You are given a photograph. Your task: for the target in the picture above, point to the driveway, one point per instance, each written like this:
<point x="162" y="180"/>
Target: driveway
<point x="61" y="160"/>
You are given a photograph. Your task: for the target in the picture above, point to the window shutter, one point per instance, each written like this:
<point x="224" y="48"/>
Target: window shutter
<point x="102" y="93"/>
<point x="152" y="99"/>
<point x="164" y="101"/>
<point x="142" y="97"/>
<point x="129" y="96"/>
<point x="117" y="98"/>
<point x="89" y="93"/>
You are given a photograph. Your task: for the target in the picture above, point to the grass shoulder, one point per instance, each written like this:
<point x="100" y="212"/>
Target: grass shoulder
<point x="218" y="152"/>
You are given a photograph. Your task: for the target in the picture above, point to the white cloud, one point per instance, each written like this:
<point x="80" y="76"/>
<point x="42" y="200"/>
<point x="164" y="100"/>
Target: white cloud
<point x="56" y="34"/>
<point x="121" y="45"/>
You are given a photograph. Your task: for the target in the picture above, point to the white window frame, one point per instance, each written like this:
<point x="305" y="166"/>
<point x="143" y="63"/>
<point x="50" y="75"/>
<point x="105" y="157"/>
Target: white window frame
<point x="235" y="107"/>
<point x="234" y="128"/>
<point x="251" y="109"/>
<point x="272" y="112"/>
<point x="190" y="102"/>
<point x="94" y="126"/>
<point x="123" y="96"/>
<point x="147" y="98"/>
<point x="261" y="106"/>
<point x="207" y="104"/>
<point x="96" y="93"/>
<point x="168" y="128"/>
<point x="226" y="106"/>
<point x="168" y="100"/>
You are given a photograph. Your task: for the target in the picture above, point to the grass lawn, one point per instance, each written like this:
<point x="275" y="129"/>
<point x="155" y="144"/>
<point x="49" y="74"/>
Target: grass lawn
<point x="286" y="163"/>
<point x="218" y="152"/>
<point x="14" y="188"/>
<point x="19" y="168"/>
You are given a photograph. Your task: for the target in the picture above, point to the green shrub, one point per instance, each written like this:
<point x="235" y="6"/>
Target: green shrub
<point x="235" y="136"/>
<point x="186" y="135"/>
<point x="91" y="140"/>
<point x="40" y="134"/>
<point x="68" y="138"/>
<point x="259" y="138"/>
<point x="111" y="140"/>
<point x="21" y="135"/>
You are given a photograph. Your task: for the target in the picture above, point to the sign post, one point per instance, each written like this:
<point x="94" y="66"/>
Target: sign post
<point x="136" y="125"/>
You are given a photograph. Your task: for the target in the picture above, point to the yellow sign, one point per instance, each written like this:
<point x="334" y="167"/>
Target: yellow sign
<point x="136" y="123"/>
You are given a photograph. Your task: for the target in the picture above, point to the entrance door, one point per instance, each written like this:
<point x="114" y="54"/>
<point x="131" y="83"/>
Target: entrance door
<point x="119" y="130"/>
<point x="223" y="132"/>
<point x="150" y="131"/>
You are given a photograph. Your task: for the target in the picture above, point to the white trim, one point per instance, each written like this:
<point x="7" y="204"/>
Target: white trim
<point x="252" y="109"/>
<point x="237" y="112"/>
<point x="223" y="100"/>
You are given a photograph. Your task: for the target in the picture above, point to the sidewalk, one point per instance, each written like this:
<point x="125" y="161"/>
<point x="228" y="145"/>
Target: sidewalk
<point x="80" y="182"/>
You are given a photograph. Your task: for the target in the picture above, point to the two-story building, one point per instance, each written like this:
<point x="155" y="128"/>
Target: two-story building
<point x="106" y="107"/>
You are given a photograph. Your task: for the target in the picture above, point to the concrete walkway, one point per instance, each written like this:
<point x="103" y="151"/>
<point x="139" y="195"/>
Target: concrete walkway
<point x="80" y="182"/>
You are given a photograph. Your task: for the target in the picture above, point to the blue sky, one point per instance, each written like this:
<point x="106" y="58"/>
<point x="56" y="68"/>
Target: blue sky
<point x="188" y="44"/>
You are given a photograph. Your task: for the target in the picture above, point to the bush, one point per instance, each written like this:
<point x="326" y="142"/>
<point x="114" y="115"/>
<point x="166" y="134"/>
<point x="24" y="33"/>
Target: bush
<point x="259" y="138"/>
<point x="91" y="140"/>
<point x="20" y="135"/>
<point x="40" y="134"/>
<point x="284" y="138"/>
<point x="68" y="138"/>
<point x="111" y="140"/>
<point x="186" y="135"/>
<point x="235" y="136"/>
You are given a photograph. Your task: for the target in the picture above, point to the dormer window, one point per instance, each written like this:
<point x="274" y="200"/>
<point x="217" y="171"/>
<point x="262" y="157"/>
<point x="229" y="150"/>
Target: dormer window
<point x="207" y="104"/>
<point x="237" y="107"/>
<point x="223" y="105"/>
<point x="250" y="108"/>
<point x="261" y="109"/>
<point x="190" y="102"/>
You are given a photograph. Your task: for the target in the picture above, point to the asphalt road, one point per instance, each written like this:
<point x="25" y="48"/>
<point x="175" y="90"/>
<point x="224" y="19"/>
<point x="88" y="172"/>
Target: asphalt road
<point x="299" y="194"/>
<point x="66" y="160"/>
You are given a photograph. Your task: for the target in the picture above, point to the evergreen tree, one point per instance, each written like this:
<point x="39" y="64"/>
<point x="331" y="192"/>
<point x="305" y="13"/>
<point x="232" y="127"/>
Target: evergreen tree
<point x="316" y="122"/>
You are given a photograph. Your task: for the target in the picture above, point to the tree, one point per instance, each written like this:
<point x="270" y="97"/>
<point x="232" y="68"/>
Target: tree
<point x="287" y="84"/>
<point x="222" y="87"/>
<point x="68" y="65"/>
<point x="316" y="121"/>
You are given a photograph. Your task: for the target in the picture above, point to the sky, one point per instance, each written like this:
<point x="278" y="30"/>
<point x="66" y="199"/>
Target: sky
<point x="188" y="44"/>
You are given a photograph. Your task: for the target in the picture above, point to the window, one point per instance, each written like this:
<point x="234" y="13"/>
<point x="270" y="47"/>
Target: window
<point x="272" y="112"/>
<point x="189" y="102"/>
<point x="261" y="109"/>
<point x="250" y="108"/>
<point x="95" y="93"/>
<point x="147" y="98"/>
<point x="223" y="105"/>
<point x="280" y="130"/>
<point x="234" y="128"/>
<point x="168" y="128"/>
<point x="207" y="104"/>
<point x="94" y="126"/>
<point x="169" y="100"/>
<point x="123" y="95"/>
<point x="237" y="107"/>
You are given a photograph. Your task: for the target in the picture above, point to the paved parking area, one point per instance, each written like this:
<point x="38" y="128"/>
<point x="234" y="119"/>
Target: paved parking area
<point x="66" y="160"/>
☆ ☆ ☆
Retype every entry above, word for word.

■ Solution:
You are given a photograph. Your task: for the target in the picture above, point to the driveway, one point per instance, each written like this:
<point x="162" y="180"/>
Target: driveway
<point x="61" y="160"/>
You are given a photograph. Your task: for the target in the picture above, point to the window shutter, one point per instance, each written like this:
<point x="224" y="48"/>
Target: window shutter
<point x="102" y="93"/>
<point x="152" y="99"/>
<point x="164" y="101"/>
<point x="142" y="97"/>
<point x="129" y="96"/>
<point x="117" y="98"/>
<point x="89" y="93"/>
You are given a photograph. Your task: for the target in the picture above, point to the grass shoulder, one point per instance, each written like this:
<point x="100" y="212"/>
Target: grass shoulder
<point x="218" y="152"/>
You are given a photograph. Your task: for the target in the picture above, point to the white cloud, one point per instance, each written like this:
<point x="80" y="76"/>
<point x="42" y="200"/>
<point x="164" y="100"/>
Target: white cloud
<point x="56" y="34"/>
<point x="121" y="45"/>
You are given a photograph. Your task: for the target in the picture above, point to the white window frame, one point per instance, each written like this:
<point x="305" y="166"/>
<point x="143" y="63"/>
<point x="50" y="75"/>
<point x="105" y="157"/>
Target: white window frame
<point x="235" y="107"/>
<point x="234" y="128"/>
<point x="251" y="109"/>
<point x="272" y="112"/>
<point x="190" y="102"/>
<point x="94" y="126"/>
<point x="123" y="96"/>
<point x="147" y="98"/>
<point x="261" y="106"/>
<point x="207" y="104"/>
<point x="96" y="93"/>
<point x="168" y="128"/>
<point x="226" y="106"/>
<point x="168" y="100"/>
You are given a photograph. Your task: for the target in the picture above, point to the grass lawn, one point per instance, each written like this:
<point x="275" y="129"/>
<point x="155" y="144"/>
<point x="49" y="74"/>
Target: grass lawn
<point x="286" y="163"/>
<point x="218" y="152"/>
<point x="14" y="188"/>
<point x="19" y="168"/>
You are given a photograph. Your task: for the target in the picture above, point to the green shrub, one point per instance, each written like this:
<point x="235" y="6"/>
Target: green shrub
<point x="235" y="136"/>
<point x="186" y="135"/>
<point x="91" y="140"/>
<point x="40" y="134"/>
<point x="68" y="138"/>
<point x="259" y="138"/>
<point x="111" y="140"/>
<point x="21" y="135"/>
You are given a photograph. Your task: for the target in the picture above, point to the sign post, one point per instance, each written like this:
<point x="94" y="66"/>
Target: sign post
<point x="136" y="125"/>
You are given a photograph. Your task: for the target in the picture above, point to the yellow sign, one point per instance, each written like this:
<point x="334" y="167"/>
Target: yellow sign
<point x="136" y="123"/>
You are given a photograph. Your task: for the target in the picture above, point to the entrance door, one point per instance, each written like this:
<point x="114" y="54"/>
<point x="131" y="83"/>
Target: entrance door
<point x="119" y="130"/>
<point x="223" y="132"/>
<point x="150" y="131"/>
You are given a photograph. Your task: for the target in the picture above, point to the white trim, one point per instance, each written like this:
<point x="7" y="204"/>
Target: white trim
<point x="252" y="109"/>
<point x="237" y="112"/>
<point x="223" y="100"/>
You are given a photograph. Your task: for the target in the picture above, point to the sidewalk, one point per instance, each written like this:
<point x="125" y="161"/>
<point x="228" y="145"/>
Target: sidewalk
<point x="80" y="182"/>
You are given a photograph. Your task: for the target in the picture above, point to the two-story building, one point per instance, each written like this:
<point x="155" y="128"/>
Target: two-story building
<point x="106" y="107"/>
You are given a photograph. Your task: for the target in the picture above, point to the concrete walkway, one point per instance, each written like this:
<point x="103" y="151"/>
<point x="139" y="195"/>
Target: concrete walkway
<point x="80" y="182"/>
You are given a photograph. Your task: for the target in the picture above, point to the blue sky, one point per instance, each written like this:
<point x="106" y="58"/>
<point x="56" y="68"/>
Target: blue sky
<point x="188" y="44"/>
You are given a photograph. Your task: for the target in the picture above, point to the bush, one point per instance, each written like this:
<point x="326" y="142"/>
<point x="114" y="115"/>
<point x="166" y="134"/>
<point x="24" y="33"/>
Target: bush
<point x="259" y="138"/>
<point x="91" y="140"/>
<point x="20" y="135"/>
<point x="40" y="134"/>
<point x="284" y="138"/>
<point x="68" y="138"/>
<point x="111" y="140"/>
<point x="186" y="135"/>
<point x="235" y="136"/>
You are given a photograph. Your task: for the target in the picture above, point to the dormer window, one point per instance, each written like this:
<point x="274" y="200"/>
<point x="217" y="171"/>
<point x="262" y="157"/>
<point x="229" y="150"/>
Target: dormer window
<point x="207" y="104"/>
<point x="237" y="107"/>
<point x="223" y="105"/>
<point x="250" y="108"/>
<point x="261" y="109"/>
<point x="190" y="102"/>
You are given a photograph. Your task: for the target in the picture above, point to the asphalt road, one point per instance, each written like this:
<point x="25" y="48"/>
<point x="175" y="90"/>
<point x="224" y="19"/>
<point x="88" y="172"/>
Target: asphalt road
<point x="299" y="194"/>
<point x="66" y="160"/>
You are given a photograph. Your task: for the target in the picture above, point to the evergreen tree, one point per instance, each written like this:
<point x="39" y="64"/>
<point x="331" y="192"/>
<point x="305" y="13"/>
<point x="232" y="127"/>
Target: evergreen tree
<point x="316" y="122"/>
You are given a photograph. Your task: for the target in the picture above, point to the tree, one point per instance, each written like this:
<point x="270" y="97"/>
<point x="232" y="68"/>
Target: tree
<point x="287" y="84"/>
<point x="222" y="87"/>
<point x="68" y="65"/>
<point x="316" y="121"/>
You are given a photograph. Your task: for the target in the picture above, point to the sky, one point per instance, each written like this:
<point x="278" y="30"/>
<point x="66" y="199"/>
Target: sky
<point x="188" y="44"/>
You are given a photograph. Your task: for the target in the picture above, point to the window, one point per instance, each written like this:
<point x="234" y="13"/>
<point x="270" y="47"/>
Target: window
<point x="272" y="112"/>
<point x="189" y="102"/>
<point x="261" y="109"/>
<point x="250" y="108"/>
<point x="95" y="93"/>
<point x="147" y="98"/>
<point x="223" y="105"/>
<point x="280" y="130"/>
<point x="234" y="128"/>
<point x="168" y="128"/>
<point x="207" y="104"/>
<point x="94" y="126"/>
<point x="169" y="100"/>
<point x="123" y="95"/>
<point x="237" y="107"/>
You are given a photograph. Your task: for the target in the picture above, point to the paved parking area, one point per instance, each written like this:
<point x="38" y="128"/>
<point x="234" y="119"/>
Target: paved parking area
<point x="66" y="160"/>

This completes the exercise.